**DATASET RECORDS:**
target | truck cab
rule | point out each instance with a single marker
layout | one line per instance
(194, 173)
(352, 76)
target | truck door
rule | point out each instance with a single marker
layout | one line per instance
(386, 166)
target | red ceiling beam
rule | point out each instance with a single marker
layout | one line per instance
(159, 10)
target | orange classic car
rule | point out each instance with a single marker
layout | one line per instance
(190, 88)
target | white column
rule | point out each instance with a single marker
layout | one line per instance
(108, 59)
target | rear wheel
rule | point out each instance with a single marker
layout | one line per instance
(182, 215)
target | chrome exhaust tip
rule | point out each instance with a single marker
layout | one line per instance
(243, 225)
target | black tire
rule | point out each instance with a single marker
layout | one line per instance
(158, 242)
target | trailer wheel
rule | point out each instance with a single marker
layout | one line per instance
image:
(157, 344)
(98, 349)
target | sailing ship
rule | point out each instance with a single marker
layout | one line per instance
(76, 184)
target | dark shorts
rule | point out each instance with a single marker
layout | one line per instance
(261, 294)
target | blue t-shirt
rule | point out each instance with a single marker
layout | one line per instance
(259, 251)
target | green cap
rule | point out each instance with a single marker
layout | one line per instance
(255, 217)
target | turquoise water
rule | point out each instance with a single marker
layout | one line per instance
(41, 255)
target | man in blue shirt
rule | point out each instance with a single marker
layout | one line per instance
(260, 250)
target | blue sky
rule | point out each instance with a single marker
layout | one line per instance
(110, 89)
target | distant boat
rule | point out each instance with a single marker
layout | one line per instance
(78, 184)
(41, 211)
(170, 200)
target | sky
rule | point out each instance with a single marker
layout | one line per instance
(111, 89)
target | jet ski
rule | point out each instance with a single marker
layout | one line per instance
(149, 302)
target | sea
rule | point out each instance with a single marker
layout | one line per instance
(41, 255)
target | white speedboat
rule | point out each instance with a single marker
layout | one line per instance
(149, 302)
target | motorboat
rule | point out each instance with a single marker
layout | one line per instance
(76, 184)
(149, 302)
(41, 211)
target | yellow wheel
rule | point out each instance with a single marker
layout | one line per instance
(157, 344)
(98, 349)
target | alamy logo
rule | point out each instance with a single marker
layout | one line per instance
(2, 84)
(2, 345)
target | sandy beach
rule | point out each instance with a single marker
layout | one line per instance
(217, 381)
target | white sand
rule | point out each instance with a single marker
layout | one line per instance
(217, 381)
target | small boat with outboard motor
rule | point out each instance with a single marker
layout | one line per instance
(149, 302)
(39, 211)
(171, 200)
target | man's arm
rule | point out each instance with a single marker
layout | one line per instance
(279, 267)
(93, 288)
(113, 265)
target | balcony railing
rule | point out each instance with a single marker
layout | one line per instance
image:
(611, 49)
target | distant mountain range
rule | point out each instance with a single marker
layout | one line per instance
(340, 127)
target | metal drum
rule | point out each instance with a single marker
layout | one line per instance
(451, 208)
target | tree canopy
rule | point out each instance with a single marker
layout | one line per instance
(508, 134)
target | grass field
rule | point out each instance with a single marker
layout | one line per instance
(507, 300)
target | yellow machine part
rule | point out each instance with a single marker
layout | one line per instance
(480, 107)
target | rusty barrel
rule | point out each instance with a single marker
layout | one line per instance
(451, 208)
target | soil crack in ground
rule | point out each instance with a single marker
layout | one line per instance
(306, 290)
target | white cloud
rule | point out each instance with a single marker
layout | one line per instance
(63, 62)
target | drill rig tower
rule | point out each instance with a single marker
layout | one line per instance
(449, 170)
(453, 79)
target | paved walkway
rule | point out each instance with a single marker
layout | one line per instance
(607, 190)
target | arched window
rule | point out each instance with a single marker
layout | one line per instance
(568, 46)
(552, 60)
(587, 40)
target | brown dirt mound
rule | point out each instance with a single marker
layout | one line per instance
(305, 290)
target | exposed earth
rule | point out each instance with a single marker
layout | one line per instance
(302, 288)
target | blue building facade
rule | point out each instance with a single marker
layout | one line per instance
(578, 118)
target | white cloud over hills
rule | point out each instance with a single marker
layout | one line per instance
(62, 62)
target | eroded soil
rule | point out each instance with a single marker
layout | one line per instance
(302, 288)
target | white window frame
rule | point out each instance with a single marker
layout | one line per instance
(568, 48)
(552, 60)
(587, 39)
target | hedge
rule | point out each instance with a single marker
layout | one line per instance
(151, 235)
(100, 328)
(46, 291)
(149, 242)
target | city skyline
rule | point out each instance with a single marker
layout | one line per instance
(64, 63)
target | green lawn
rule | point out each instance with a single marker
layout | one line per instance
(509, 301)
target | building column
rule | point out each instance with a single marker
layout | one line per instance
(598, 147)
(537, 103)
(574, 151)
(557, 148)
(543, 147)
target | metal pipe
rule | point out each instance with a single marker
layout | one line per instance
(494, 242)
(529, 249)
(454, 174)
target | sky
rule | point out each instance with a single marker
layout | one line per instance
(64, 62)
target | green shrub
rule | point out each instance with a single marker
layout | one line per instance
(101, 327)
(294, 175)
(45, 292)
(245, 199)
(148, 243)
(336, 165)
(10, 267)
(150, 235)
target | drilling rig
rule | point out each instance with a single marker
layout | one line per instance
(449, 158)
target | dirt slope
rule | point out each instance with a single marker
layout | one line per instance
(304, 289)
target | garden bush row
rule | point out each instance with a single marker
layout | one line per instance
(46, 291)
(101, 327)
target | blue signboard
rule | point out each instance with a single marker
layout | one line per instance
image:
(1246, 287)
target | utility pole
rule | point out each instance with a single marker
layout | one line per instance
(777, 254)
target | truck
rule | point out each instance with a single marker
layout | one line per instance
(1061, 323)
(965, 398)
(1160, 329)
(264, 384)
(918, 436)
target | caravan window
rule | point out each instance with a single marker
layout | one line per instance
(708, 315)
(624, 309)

**TASK REQUIREMENTS:** Every line from the one holding "target | hedge" through the final line of the listing must be echoed exactly; leave out all other lines.

**OUTPUT OF THE TASK:**
target | hedge
rule | point out each instance with a single marker
layout | one line per instance
(151, 235)
(100, 328)
(46, 291)
(149, 242)
target | city skyline
rule | point out each instance with a single marker
layout | one line per instance
(64, 63)
target | green lawn
rule | point out each instance with a single marker
layout | one line per instance
(509, 301)
target | building column
rule | point out each instance with a single marker
layout | one line per instance
(598, 147)
(537, 103)
(574, 151)
(557, 148)
(543, 147)
target | metal pipe
rule | point out each instance with a single marker
layout | one line per instance
(494, 242)
(529, 249)
(454, 174)
target | sky
rule | point out each instance with a single marker
layout | one line per instance
(64, 62)
target | green shrub
rule | point out each instance with a single marker
layout | one line per instance
(101, 327)
(294, 175)
(45, 292)
(245, 199)
(148, 243)
(336, 165)
(10, 267)
(150, 235)
target | drilling rig
rule | point out each instance with a single marker
layout | one line per instance
(449, 158)
target | dirt slope
rule | point out each instance with a single marker
layout | one line per instance
(304, 289)
target | garden bush row
rule | point out each instance with a single marker
layout | one line per instance
(46, 291)
(101, 327)
target | blue signboard
rule | point out each instance with a single marker
layout | one line per instance
image:
(1246, 287)
target | utility pole
rule | point out each instance with a single marker
layout | one line per instance
(777, 254)
target | truck
rule | point out each instance with a single marker
layout | one line per instance
(1061, 323)
(965, 398)
(1160, 329)
(264, 384)
(918, 436)
target | caravan window
rule | point out each instance with a single marker
layout | one line per instance
(708, 315)
(624, 309)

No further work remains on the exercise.